- [WHAT TO PRODUCE]
From the line containing "negative clicks: (604, 793) (619, 765)" down to the line containing "box: [0, 783, 167, 852]" in the records below, reproduce every line exactly, ends included, and omit all others.

===

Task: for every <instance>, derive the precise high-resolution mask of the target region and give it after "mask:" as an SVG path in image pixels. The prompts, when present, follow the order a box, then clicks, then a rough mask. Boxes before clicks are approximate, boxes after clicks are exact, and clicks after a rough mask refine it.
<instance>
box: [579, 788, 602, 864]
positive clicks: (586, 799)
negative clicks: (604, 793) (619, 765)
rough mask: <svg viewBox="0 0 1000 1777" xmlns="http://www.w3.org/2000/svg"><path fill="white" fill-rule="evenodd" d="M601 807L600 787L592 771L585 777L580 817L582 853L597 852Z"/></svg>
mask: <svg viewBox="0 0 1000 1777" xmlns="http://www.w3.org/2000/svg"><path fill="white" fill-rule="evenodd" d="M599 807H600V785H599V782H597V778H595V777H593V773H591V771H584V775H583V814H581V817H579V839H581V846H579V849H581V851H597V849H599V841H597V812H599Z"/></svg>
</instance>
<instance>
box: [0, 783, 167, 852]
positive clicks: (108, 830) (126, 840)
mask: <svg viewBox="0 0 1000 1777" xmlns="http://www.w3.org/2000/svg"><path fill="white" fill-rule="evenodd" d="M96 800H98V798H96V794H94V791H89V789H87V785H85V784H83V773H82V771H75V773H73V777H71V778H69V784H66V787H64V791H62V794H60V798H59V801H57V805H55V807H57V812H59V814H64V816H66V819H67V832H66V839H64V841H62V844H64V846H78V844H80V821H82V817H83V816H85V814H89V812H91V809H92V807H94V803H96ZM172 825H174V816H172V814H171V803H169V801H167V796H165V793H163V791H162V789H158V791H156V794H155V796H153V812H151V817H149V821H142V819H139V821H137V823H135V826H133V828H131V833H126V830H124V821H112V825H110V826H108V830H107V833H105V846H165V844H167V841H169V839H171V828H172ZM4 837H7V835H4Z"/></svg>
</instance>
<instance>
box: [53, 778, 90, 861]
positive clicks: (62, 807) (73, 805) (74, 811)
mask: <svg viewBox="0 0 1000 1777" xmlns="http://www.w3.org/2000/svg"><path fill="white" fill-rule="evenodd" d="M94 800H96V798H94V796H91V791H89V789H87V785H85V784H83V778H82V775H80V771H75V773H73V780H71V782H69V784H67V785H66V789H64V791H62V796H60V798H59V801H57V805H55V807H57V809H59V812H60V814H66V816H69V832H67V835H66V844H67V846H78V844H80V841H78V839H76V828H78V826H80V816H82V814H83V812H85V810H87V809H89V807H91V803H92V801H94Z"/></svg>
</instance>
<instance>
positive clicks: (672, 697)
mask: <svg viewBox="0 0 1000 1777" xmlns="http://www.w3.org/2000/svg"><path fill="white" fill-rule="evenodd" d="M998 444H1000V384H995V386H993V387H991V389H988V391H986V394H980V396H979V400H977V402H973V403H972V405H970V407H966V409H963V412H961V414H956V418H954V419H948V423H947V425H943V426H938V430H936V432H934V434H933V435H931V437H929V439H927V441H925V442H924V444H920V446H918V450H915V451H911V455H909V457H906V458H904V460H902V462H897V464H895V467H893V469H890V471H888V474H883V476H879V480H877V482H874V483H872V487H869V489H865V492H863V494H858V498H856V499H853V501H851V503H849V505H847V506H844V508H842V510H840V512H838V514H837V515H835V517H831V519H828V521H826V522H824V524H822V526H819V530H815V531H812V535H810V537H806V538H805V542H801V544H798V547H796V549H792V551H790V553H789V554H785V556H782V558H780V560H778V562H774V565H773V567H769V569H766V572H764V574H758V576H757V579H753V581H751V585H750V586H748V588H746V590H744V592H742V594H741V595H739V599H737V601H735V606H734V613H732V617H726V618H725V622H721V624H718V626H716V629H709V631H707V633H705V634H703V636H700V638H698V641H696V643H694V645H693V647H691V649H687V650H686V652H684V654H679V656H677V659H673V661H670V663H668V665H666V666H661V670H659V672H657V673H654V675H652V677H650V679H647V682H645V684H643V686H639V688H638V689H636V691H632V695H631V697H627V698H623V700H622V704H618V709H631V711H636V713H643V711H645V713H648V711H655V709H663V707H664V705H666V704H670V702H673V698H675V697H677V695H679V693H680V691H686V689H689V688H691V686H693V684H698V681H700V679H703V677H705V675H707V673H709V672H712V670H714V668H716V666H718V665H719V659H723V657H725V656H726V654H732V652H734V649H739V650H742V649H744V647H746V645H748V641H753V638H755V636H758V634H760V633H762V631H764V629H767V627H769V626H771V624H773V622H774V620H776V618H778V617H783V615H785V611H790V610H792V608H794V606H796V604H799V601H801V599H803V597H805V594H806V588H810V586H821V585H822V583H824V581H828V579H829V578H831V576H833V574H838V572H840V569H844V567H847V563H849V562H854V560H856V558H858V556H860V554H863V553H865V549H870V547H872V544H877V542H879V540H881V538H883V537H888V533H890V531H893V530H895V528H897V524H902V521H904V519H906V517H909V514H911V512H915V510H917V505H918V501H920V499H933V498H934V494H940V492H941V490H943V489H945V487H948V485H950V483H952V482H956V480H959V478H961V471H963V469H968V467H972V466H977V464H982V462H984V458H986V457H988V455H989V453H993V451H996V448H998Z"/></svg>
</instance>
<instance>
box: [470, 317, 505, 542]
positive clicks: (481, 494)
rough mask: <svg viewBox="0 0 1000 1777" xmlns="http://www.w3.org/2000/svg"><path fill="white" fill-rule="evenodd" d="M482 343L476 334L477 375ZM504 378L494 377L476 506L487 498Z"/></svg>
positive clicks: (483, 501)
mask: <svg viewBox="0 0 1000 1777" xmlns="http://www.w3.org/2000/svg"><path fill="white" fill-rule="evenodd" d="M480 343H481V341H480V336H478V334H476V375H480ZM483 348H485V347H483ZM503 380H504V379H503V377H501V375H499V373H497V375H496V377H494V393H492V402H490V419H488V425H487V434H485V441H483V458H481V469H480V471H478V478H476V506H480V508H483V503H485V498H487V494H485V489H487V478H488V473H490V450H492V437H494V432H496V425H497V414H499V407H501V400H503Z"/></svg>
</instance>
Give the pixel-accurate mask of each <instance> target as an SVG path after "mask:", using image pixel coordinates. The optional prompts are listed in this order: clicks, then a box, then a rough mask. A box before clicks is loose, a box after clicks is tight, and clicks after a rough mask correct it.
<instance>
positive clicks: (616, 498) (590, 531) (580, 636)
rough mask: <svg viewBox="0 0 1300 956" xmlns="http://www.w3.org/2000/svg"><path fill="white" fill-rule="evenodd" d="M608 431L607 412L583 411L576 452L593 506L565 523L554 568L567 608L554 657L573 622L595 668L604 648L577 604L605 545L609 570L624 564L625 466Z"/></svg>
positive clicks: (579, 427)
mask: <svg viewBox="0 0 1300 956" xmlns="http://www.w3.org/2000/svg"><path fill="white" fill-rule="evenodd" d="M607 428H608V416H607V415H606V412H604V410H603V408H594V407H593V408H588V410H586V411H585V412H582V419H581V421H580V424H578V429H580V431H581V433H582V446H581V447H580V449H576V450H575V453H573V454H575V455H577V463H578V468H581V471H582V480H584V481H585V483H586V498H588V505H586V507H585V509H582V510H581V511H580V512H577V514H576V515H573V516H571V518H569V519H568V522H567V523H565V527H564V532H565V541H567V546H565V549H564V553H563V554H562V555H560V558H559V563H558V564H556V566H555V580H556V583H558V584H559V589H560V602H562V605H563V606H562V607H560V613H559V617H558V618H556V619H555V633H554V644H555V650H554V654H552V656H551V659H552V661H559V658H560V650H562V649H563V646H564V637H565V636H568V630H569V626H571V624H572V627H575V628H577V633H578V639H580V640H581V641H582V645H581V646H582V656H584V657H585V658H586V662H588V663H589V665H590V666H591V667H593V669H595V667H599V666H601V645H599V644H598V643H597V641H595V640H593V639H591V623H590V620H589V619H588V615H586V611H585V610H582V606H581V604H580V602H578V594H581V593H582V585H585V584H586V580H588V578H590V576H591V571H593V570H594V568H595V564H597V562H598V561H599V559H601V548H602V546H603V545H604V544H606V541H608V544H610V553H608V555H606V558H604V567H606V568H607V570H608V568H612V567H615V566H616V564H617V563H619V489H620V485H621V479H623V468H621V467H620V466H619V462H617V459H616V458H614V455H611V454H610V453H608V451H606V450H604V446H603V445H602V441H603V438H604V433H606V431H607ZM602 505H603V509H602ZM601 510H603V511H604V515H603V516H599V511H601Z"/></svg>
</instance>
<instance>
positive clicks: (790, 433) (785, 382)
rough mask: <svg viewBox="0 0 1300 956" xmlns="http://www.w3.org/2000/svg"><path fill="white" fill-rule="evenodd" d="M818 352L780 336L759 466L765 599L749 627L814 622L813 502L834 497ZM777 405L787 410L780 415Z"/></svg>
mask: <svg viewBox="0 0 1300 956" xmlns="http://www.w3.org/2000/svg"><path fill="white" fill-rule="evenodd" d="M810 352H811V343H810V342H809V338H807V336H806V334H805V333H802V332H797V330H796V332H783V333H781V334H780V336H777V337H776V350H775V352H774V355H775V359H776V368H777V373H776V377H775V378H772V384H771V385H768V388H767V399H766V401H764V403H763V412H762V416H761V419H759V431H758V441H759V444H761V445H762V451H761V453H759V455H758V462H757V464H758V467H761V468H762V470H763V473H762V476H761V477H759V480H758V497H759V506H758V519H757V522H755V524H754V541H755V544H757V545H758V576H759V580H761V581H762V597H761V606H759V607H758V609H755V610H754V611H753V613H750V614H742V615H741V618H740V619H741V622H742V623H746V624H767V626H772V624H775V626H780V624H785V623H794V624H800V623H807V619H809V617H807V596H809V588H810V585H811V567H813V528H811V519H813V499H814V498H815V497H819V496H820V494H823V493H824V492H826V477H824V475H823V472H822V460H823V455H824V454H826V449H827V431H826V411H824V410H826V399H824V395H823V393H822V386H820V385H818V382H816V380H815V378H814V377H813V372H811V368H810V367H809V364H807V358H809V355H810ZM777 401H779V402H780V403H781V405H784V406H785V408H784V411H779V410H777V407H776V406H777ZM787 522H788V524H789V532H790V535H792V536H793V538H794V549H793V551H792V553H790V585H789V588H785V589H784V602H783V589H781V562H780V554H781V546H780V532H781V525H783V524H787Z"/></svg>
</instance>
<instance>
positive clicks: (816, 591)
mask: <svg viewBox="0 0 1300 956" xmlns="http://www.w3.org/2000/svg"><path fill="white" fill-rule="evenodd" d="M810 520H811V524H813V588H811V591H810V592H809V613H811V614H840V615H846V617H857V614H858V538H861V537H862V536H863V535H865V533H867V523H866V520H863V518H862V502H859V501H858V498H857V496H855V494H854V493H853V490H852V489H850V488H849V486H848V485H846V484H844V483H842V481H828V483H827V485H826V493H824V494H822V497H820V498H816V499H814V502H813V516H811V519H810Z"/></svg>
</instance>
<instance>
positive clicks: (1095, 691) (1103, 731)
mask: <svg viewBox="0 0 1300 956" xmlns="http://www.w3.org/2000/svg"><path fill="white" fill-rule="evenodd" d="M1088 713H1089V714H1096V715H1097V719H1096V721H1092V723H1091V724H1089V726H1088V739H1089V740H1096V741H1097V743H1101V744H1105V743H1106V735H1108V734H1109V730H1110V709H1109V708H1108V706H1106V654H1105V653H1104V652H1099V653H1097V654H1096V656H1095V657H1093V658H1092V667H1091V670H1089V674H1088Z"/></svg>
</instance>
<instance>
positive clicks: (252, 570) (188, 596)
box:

===

- [WRITTEN RESPONSE]
negative clicks: (604, 793) (619, 765)
rough mask: <svg viewBox="0 0 1000 1777" xmlns="http://www.w3.org/2000/svg"><path fill="white" fill-rule="evenodd" d="M601 807L600 787L592 771L585 777L580 817L582 853L597 852Z"/></svg>
mask: <svg viewBox="0 0 1000 1777" xmlns="http://www.w3.org/2000/svg"><path fill="white" fill-rule="evenodd" d="M599 807H600V785H599V782H597V778H595V777H593V773H591V771H584V775H583V814H581V817H579V839H581V846H579V849H581V851H597V849H599V841H597V812H599Z"/></svg>
</instance>
<instance>
box: [0, 783, 167, 852]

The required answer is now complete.